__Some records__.
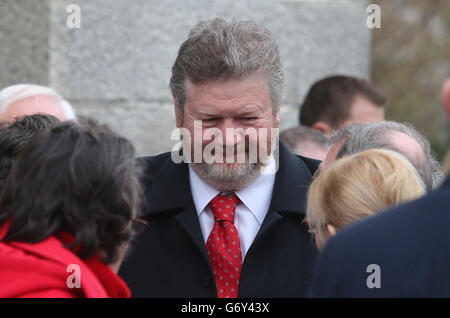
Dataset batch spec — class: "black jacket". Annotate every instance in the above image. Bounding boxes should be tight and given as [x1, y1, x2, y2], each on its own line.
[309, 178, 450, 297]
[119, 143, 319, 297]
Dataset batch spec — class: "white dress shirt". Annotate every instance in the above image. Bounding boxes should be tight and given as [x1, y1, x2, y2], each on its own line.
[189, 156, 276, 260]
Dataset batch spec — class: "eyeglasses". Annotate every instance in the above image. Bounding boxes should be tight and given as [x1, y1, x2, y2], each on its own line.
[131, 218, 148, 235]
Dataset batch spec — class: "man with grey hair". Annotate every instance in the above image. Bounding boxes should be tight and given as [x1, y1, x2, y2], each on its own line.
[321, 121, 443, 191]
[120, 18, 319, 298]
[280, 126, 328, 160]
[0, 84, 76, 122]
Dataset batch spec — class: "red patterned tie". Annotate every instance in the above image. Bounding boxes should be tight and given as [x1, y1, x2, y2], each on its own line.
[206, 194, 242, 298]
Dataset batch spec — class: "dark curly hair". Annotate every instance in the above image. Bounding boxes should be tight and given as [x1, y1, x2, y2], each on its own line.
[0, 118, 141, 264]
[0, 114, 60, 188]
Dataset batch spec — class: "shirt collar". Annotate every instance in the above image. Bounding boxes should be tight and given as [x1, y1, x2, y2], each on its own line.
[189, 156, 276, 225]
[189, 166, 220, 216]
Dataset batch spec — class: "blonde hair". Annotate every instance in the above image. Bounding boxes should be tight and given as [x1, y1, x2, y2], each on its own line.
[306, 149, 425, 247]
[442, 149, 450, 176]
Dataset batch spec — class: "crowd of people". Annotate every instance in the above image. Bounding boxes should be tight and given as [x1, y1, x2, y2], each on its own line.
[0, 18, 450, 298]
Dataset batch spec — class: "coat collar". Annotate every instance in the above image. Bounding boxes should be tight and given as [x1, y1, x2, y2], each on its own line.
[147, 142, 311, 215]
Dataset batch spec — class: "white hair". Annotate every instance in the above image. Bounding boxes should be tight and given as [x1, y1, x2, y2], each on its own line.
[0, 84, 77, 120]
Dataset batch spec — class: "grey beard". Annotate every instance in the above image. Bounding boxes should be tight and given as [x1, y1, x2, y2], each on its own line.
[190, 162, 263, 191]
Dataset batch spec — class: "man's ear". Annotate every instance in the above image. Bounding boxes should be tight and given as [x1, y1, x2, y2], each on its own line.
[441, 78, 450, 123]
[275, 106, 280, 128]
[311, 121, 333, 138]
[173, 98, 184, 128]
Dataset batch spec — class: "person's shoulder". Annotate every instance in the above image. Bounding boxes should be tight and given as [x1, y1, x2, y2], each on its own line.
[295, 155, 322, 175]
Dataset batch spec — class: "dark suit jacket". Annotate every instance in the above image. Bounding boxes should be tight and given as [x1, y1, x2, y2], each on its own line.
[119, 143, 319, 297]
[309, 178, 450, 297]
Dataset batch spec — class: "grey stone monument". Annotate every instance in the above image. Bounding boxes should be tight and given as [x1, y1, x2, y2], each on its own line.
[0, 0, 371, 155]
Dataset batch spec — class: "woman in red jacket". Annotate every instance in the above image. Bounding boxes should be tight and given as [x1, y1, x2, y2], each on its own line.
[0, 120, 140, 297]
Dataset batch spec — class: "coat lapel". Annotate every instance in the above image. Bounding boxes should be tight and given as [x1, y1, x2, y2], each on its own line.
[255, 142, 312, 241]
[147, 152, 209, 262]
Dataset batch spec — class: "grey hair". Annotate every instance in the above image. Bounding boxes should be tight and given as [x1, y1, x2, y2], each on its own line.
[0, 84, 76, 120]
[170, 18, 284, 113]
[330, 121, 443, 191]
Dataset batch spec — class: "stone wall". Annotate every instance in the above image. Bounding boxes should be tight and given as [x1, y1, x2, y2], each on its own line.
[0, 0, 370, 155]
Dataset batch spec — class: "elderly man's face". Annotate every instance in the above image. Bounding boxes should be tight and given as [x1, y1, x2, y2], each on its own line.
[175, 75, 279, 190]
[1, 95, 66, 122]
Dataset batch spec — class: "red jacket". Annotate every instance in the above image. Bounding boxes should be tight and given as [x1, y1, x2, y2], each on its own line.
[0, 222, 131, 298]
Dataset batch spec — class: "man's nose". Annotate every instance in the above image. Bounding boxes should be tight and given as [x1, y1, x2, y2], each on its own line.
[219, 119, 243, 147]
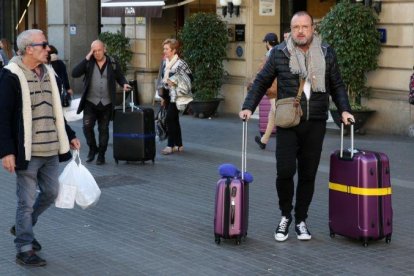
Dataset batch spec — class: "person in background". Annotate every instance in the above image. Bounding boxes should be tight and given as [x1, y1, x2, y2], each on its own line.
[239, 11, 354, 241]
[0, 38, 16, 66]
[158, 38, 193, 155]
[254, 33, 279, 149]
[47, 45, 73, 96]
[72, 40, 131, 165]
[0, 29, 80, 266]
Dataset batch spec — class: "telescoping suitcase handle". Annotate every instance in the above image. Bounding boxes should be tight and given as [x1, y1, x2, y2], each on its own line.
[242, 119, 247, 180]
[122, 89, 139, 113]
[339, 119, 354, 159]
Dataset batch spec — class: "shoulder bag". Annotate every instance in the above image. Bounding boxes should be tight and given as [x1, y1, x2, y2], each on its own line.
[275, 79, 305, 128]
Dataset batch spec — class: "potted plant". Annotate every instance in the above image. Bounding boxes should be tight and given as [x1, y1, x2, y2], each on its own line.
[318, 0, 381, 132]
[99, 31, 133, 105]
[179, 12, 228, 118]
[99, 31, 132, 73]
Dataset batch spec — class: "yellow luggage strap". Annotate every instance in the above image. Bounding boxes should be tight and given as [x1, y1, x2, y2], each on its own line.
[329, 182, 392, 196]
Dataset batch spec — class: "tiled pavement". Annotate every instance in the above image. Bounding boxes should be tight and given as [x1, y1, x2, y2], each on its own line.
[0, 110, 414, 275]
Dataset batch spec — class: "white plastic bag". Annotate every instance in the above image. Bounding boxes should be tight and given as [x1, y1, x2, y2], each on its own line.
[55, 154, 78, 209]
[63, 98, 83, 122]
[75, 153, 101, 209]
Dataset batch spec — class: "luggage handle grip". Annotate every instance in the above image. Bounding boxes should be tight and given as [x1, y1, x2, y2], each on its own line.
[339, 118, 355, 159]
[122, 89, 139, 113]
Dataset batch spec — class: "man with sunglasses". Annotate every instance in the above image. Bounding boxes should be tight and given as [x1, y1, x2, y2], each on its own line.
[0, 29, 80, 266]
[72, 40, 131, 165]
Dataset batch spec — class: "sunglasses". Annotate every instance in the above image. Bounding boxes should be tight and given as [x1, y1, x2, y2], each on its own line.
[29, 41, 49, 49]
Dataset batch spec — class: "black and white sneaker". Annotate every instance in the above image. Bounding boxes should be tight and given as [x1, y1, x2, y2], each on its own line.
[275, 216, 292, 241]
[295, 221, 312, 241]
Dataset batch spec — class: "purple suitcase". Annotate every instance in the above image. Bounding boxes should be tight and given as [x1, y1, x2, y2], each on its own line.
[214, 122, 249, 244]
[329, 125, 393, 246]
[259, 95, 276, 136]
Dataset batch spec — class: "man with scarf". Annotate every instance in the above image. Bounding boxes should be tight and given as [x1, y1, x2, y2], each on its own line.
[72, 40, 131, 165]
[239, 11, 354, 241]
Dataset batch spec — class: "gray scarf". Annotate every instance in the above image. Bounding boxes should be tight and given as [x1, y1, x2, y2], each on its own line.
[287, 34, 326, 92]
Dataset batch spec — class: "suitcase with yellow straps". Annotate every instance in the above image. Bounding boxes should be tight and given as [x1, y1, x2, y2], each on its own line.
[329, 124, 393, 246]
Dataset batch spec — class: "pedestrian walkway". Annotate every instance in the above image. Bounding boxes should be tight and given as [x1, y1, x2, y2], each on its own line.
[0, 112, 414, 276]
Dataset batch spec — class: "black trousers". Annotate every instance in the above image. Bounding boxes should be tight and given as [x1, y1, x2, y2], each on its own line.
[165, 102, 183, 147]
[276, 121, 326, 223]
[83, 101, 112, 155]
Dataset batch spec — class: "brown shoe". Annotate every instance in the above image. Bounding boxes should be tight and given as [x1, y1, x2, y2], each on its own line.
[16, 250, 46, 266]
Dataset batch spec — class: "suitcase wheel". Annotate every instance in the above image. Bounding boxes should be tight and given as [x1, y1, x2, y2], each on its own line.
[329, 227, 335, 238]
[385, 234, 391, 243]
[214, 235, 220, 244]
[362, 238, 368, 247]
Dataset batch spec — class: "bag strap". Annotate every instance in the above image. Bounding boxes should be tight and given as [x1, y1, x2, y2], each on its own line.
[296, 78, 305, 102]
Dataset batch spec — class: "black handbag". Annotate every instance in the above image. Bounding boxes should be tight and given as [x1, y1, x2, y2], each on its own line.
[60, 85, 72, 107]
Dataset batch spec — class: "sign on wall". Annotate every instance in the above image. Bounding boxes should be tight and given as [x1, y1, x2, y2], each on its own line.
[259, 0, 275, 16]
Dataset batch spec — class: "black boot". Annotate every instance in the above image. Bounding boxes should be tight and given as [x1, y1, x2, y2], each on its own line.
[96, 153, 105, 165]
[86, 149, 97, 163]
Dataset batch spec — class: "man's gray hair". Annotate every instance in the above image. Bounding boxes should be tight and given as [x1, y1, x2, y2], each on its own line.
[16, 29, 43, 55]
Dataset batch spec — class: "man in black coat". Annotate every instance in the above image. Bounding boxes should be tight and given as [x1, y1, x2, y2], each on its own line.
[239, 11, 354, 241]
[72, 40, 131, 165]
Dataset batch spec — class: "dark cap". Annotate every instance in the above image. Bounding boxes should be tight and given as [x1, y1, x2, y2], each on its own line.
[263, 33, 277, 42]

...

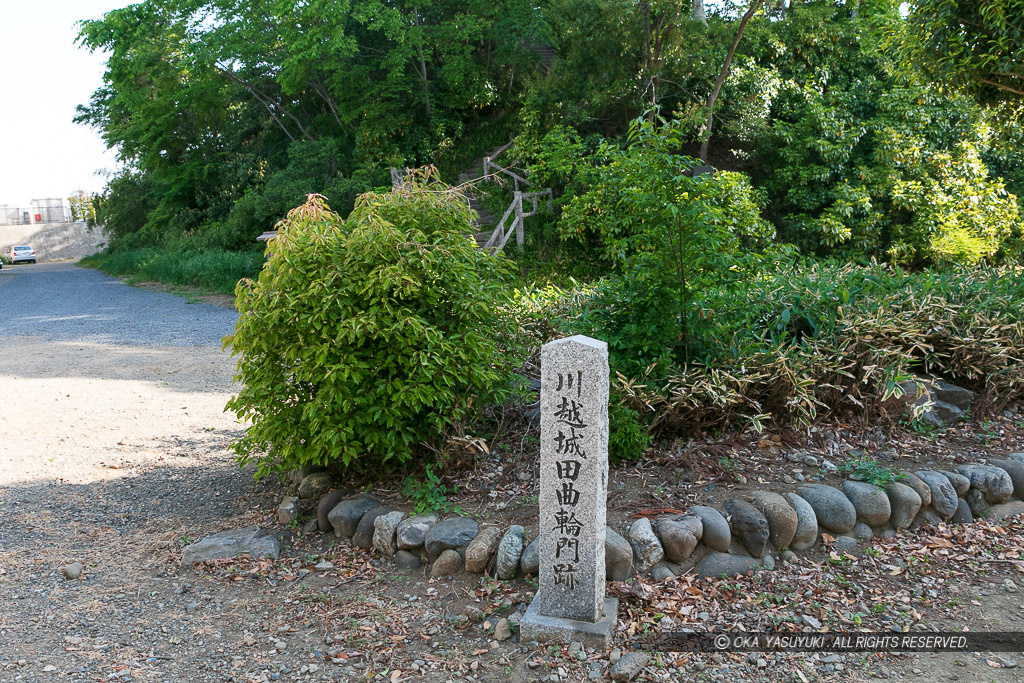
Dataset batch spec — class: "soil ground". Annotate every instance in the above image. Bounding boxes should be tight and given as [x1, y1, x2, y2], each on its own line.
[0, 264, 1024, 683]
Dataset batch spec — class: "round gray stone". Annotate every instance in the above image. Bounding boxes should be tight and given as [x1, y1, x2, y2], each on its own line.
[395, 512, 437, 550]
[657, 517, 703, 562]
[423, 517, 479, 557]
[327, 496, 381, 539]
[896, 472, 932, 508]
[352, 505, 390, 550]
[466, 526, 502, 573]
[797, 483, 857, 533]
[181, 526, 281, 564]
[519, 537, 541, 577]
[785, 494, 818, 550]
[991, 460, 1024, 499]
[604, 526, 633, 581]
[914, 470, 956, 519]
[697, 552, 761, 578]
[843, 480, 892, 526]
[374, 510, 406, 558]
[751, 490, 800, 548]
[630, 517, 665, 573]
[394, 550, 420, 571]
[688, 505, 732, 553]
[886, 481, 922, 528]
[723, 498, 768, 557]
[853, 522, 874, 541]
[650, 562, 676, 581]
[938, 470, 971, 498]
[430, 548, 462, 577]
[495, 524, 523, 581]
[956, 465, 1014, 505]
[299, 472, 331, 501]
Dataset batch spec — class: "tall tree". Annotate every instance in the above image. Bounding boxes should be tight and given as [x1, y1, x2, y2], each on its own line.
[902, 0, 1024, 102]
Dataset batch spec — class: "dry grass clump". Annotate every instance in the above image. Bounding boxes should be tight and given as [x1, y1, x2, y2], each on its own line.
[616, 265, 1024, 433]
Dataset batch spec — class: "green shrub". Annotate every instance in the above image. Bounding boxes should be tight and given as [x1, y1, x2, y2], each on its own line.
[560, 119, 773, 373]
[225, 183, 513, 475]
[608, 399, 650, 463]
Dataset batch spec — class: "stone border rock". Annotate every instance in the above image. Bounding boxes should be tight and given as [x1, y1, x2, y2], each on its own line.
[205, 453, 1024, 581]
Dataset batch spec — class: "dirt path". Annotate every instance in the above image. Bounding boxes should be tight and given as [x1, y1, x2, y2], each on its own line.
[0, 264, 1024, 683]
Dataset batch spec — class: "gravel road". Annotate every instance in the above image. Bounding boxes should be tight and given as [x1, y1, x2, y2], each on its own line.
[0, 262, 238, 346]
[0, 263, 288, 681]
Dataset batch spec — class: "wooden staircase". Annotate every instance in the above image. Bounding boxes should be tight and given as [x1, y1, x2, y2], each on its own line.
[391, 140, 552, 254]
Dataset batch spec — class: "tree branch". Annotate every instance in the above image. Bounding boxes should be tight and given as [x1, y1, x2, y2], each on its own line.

__EXERCISE PROMPT__.
Pull out every line of the listing above that contains the string "shirt", matching case exactly.

__THE RESPONSE__.
Dataset batch spec — class: "white dress shirt". Annotate every instance in the above image. Bounding boxes should be tight and given as [x1, y1, x2, y2], each on its own line.
Dataset batch spec — class: "shirt collar". Annotate every instance in the above image. Bounding boxes should be tight and given as [x1, y1, x2, y2], each on its own line.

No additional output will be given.